What this task involves
Return exactly the lines from the one containing "the airplane in" through the last line of the records below, both included, and leave out any pictures.

Entries from a point annotation set:
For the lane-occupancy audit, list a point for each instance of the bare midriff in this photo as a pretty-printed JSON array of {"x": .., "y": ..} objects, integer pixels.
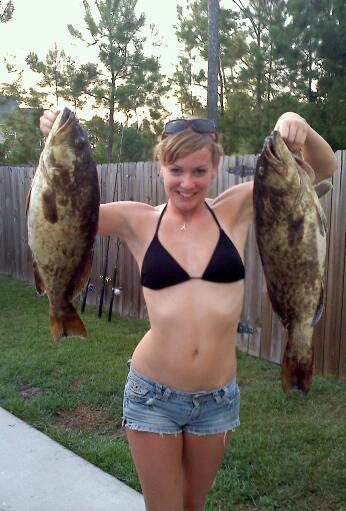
[{"x": 191, "y": 343}]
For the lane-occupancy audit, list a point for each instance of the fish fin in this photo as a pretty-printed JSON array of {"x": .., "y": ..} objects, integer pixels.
[
  {"x": 296, "y": 372},
  {"x": 27, "y": 201},
  {"x": 49, "y": 206},
  {"x": 319, "y": 308},
  {"x": 323, "y": 224},
  {"x": 38, "y": 280},
  {"x": 67, "y": 324},
  {"x": 295, "y": 231},
  {"x": 323, "y": 187}
]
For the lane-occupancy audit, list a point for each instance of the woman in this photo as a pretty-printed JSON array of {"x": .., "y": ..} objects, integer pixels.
[{"x": 181, "y": 400}]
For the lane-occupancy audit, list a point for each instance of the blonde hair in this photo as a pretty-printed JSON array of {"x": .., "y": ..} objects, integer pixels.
[{"x": 178, "y": 145}]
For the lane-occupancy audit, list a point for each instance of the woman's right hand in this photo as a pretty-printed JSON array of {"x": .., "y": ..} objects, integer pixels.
[{"x": 47, "y": 121}]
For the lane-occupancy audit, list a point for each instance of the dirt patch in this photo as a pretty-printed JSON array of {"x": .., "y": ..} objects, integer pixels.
[
  {"x": 29, "y": 391},
  {"x": 87, "y": 418}
]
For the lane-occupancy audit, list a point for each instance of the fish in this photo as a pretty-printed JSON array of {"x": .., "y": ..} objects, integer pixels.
[
  {"x": 291, "y": 234},
  {"x": 62, "y": 211}
]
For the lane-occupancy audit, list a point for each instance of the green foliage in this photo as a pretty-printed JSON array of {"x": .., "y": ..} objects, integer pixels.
[
  {"x": 127, "y": 79},
  {"x": 288, "y": 454},
  {"x": 22, "y": 136},
  {"x": 130, "y": 143},
  {"x": 6, "y": 11}
]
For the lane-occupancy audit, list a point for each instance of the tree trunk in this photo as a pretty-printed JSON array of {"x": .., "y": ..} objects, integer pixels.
[
  {"x": 213, "y": 57},
  {"x": 111, "y": 123}
]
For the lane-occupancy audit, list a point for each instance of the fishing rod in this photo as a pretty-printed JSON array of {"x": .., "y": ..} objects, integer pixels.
[
  {"x": 105, "y": 278},
  {"x": 116, "y": 291}
]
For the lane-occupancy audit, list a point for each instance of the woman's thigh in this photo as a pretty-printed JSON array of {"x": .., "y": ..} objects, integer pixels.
[
  {"x": 202, "y": 458},
  {"x": 158, "y": 461}
]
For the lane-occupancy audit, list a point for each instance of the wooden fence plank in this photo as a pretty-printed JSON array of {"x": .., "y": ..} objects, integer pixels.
[{"x": 335, "y": 281}]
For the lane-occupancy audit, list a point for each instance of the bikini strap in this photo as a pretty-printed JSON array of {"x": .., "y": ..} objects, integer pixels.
[
  {"x": 215, "y": 218},
  {"x": 160, "y": 219}
]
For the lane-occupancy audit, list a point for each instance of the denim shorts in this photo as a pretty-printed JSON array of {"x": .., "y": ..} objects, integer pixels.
[{"x": 152, "y": 407}]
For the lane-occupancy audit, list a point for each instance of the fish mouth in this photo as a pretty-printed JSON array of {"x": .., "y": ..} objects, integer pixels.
[
  {"x": 65, "y": 120},
  {"x": 62, "y": 126},
  {"x": 273, "y": 145}
]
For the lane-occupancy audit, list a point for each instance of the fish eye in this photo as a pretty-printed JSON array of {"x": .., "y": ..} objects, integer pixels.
[{"x": 79, "y": 141}]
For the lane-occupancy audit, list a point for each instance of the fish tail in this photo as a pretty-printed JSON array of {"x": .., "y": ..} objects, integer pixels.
[
  {"x": 297, "y": 369},
  {"x": 66, "y": 324}
]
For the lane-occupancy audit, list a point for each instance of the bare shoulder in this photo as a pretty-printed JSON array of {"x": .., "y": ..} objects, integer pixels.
[
  {"x": 235, "y": 205},
  {"x": 126, "y": 219}
]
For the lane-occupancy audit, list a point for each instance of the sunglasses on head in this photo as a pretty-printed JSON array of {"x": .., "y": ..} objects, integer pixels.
[{"x": 199, "y": 125}]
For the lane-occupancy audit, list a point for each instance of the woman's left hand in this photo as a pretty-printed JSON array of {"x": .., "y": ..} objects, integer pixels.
[{"x": 294, "y": 129}]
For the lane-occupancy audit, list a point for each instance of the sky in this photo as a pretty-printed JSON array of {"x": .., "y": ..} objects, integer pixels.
[{"x": 38, "y": 24}]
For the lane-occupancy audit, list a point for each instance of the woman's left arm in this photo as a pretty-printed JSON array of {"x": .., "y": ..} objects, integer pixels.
[{"x": 298, "y": 135}]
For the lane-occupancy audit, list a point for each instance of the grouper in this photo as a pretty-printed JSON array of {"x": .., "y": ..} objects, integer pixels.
[
  {"x": 62, "y": 213},
  {"x": 291, "y": 230}
]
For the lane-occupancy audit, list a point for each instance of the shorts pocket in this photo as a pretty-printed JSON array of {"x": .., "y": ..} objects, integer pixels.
[{"x": 137, "y": 391}]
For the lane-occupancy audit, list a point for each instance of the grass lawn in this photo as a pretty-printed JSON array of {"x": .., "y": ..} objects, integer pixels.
[{"x": 288, "y": 454}]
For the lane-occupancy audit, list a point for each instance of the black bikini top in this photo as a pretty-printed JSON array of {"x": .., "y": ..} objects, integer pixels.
[{"x": 160, "y": 269}]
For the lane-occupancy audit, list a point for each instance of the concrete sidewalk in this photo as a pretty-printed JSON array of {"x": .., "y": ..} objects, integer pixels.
[{"x": 38, "y": 474}]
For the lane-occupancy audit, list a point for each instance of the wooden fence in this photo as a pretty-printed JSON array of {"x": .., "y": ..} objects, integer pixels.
[{"x": 261, "y": 333}]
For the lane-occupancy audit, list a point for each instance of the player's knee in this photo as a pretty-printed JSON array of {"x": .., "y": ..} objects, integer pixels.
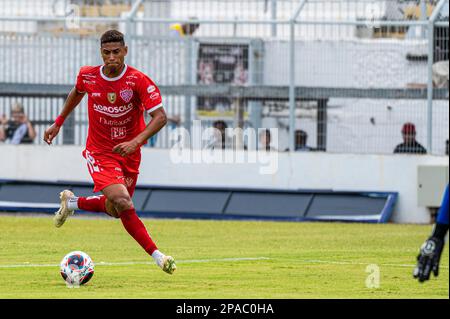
[{"x": 121, "y": 204}]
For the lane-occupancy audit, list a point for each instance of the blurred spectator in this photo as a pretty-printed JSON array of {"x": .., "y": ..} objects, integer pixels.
[
  {"x": 17, "y": 130},
  {"x": 219, "y": 139},
  {"x": 409, "y": 145},
  {"x": 264, "y": 141},
  {"x": 301, "y": 138},
  {"x": 184, "y": 29}
]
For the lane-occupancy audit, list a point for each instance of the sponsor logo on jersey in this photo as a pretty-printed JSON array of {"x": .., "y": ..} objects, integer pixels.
[
  {"x": 114, "y": 111},
  {"x": 154, "y": 96},
  {"x": 126, "y": 95},
  {"x": 118, "y": 133},
  {"x": 112, "y": 97}
]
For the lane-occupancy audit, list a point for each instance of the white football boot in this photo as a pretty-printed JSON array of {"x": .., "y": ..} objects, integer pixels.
[
  {"x": 167, "y": 264},
  {"x": 63, "y": 213}
]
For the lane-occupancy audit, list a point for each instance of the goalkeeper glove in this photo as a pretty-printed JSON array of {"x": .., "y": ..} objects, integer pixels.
[{"x": 429, "y": 258}]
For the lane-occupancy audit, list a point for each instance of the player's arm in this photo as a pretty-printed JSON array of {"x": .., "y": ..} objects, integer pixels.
[
  {"x": 159, "y": 120},
  {"x": 430, "y": 253},
  {"x": 71, "y": 103}
]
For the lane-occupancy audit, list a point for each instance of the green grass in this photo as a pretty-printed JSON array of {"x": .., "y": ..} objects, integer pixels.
[{"x": 305, "y": 260}]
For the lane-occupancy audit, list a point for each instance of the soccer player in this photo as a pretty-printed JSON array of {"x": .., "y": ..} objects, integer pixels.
[
  {"x": 117, "y": 97},
  {"x": 430, "y": 252}
]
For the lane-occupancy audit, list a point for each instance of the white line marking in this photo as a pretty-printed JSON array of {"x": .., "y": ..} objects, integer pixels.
[{"x": 102, "y": 263}]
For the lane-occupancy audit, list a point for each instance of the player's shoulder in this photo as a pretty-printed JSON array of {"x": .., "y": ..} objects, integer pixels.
[{"x": 90, "y": 69}]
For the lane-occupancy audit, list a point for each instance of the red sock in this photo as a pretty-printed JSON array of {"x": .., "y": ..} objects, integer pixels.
[
  {"x": 92, "y": 203},
  {"x": 136, "y": 229}
]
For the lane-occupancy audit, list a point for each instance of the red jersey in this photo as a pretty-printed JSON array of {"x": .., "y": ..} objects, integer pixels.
[{"x": 116, "y": 105}]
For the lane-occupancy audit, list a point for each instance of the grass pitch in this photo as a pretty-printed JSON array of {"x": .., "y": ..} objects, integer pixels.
[{"x": 217, "y": 259}]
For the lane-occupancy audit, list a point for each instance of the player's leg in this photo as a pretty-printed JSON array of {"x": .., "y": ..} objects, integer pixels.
[{"x": 119, "y": 197}]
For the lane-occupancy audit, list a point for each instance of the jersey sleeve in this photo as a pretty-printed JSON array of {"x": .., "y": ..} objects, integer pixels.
[
  {"x": 149, "y": 94},
  {"x": 79, "y": 85}
]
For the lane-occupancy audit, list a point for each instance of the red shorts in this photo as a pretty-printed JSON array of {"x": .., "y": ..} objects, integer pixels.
[{"x": 109, "y": 169}]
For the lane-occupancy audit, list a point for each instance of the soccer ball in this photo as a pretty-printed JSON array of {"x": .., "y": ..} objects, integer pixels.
[{"x": 77, "y": 268}]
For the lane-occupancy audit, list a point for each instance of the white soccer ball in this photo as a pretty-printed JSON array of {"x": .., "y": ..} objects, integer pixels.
[{"x": 77, "y": 268}]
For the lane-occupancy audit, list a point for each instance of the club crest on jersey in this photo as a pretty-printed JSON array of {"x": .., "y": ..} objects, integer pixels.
[
  {"x": 112, "y": 97},
  {"x": 126, "y": 95}
]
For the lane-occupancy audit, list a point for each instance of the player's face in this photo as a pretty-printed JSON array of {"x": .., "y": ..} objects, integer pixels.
[{"x": 113, "y": 55}]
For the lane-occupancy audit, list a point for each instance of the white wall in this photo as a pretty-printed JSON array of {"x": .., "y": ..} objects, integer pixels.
[{"x": 295, "y": 170}]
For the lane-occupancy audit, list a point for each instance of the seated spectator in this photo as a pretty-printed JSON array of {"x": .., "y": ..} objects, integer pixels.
[
  {"x": 409, "y": 145},
  {"x": 17, "y": 130},
  {"x": 301, "y": 138}
]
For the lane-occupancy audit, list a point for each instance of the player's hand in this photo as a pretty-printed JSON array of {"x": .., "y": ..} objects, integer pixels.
[
  {"x": 51, "y": 133},
  {"x": 126, "y": 148},
  {"x": 428, "y": 259}
]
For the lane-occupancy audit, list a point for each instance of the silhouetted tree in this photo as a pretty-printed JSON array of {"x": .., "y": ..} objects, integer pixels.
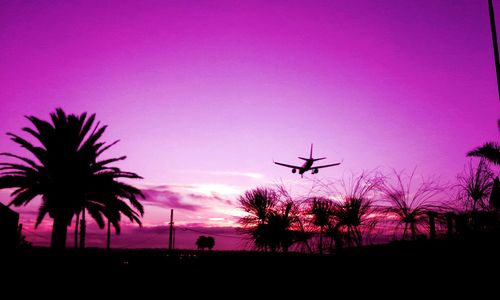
[
  {"x": 270, "y": 221},
  {"x": 355, "y": 211},
  {"x": 489, "y": 151},
  {"x": 475, "y": 184},
  {"x": 322, "y": 210},
  {"x": 205, "y": 242},
  {"x": 210, "y": 242},
  {"x": 258, "y": 203},
  {"x": 410, "y": 204},
  {"x": 68, "y": 176},
  {"x": 495, "y": 194}
]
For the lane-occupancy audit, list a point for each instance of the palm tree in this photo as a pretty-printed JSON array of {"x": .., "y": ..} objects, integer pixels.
[
  {"x": 476, "y": 183},
  {"x": 355, "y": 214},
  {"x": 410, "y": 206},
  {"x": 67, "y": 174},
  {"x": 258, "y": 203},
  {"x": 322, "y": 210},
  {"x": 489, "y": 151},
  {"x": 355, "y": 211},
  {"x": 272, "y": 222}
]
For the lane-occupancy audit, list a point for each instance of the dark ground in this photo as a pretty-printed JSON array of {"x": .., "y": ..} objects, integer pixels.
[{"x": 421, "y": 266}]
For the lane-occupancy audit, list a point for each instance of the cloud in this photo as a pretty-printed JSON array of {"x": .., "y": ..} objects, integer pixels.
[
  {"x": 163, "y": 197},
  {"x": 252, "y": 175}
]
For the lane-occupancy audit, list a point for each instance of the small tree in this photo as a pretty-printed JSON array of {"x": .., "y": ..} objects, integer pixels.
[
  {"x": 410, "y": 204},
  {"x": 322, "y": 210},
  {"x": 475, "y": 185}
]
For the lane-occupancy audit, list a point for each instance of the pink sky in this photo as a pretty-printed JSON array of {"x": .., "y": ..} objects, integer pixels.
[{"x": 205, "y": 94}]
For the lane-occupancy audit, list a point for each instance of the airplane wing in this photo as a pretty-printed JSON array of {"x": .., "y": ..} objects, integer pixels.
[
  {"x": 289, "y": 166},
  {"x": 324, "y": 166}
]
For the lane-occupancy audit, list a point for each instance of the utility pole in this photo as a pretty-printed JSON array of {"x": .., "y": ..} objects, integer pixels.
[
  {"x": 171, "y": 236},
  {"x": 108, "y": 241},
  {"x": 495, "y": 43}
]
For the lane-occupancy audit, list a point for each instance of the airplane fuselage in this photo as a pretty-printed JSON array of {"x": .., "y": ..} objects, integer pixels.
[{"x": 306, "y": 166}]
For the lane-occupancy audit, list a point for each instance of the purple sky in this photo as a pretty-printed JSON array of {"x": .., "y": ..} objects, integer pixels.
[{"x": 205, "y": 94}]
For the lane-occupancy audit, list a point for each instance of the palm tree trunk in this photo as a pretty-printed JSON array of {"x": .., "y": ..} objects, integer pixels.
[
  {"x": 59, "y": 232},
  {"x": 76, "y": 229},
  {"x": 321, "y": 240},
  {"x": 330, "y": 247},
  {"x": 83, "y": 230},
  {"x": 108, "y": 241},
  {"x": 359, "y": 238}
]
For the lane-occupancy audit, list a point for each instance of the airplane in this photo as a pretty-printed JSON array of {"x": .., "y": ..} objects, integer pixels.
[{"x": 308, "y": 165}]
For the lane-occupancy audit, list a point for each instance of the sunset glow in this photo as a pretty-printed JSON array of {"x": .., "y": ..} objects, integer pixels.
[{"x": 204, "y": 95}]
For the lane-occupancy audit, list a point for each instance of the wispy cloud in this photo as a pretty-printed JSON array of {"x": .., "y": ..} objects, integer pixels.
[
  {"x": 251, "y": 175},
  {"x": 164, "y": 197}
]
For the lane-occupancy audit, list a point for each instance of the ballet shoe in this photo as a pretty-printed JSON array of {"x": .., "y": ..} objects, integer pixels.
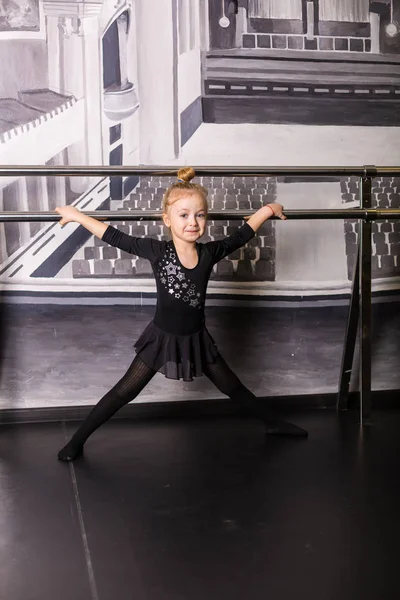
[{"x": 70, "y": 452}]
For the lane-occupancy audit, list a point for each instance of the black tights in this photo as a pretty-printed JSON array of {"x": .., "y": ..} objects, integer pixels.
[{"x": 137, "y": 377}]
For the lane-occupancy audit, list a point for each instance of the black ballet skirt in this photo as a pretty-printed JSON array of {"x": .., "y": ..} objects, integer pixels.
[
  {"x": 176, "y": 356},
  {"x": 176, "y": 342}
]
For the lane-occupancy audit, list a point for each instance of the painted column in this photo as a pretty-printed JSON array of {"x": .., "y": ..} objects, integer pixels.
[
  {"x": 43, "y": 195},
  {"x": 75, "y": 68},
  {"x": 157, "y": 80},
  {"x": 23, "y": 205},
  {"x": 60, "y": 182},
  {"x": 3, "y": 248}
]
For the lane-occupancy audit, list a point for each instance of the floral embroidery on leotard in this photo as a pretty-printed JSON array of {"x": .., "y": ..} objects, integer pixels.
[{"x": 176, "y": 282}]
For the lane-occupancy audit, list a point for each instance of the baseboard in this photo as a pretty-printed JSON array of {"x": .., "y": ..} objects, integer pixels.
[{"x": 385, "y": 399}]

Exercise result
For the lane-occupancy audit, list a point for each instance of the airplane in this photo as a pretty-printed JSON array of {"x": .., "y": ..} objects, integer pixels.
[{"x": 308, "y": 165}]
For the lane-occupancy audit, list a point for each instance of the sunset glow in this photo as a pretty-printed JSON array of {"x": .., "y": ..} objects, integer pixels.
[{"x": 204, "y": 95}]
For the lane-occupancy audit, list a point for each instance of the wispy cloud in this photo as a pretty-printed JSON array of {"x": .., "y": ..} objects, integer pixels.
[
  {"x": 251, "y": 175},
  {"x": 164, "y": 197}
]
For the lane-occupancy audit, list a point for each instance of the ballet shoe in this photo as a pretty-printed JSON array of {"x": .., "y": ..} objects, integer pixels.
[{"x": 70, "y": 452}]
For the lane-occupancy audit, list a point for each instance of the black tights in this photo as a pretty-printed JSON array of {"x": .., "y": ..} objects, integer pixels.
[{"x": 137, "y": 377}]
For the lane-occupancy audit, list a point for each instance of the black ballet skirt in this photo as a pretty-printed JSON array of {"x": .., "y": ..} objects, integer pixels.
[
  {"x": 176, "y": 356},
  {"x": 176, "y": 342}
]
For the lane-occupancy audit, list a point for each instance of the painted column in this photo as a pretty-printed JSON array of {"x": .., "y": ..} objects, integer pixels.
[
  {"x": 43, "y": 195},
  {"x": 75, "y": 68},
  {"x": 157, "y": 80},
  {"x": 23, "y": 205},
  {"x": 60, "y": 182},
  {"x": 3, "y": 248}
]
For the lane-occupancy audit, list a point for each instance of the floral embroidery on leotard in this photo as a pretty-printed JSON array of {"x": .., "y": ..} objects, integer pixels.
[{"x": 176, "y": 282}]
For the lane-occupancy audit, list a point for each instance of the baseboard in this photo as a pretty-printed JSON array of {"x": .., "y": ..} objects, integer pixels.
[{"x": 385, "y": 399}]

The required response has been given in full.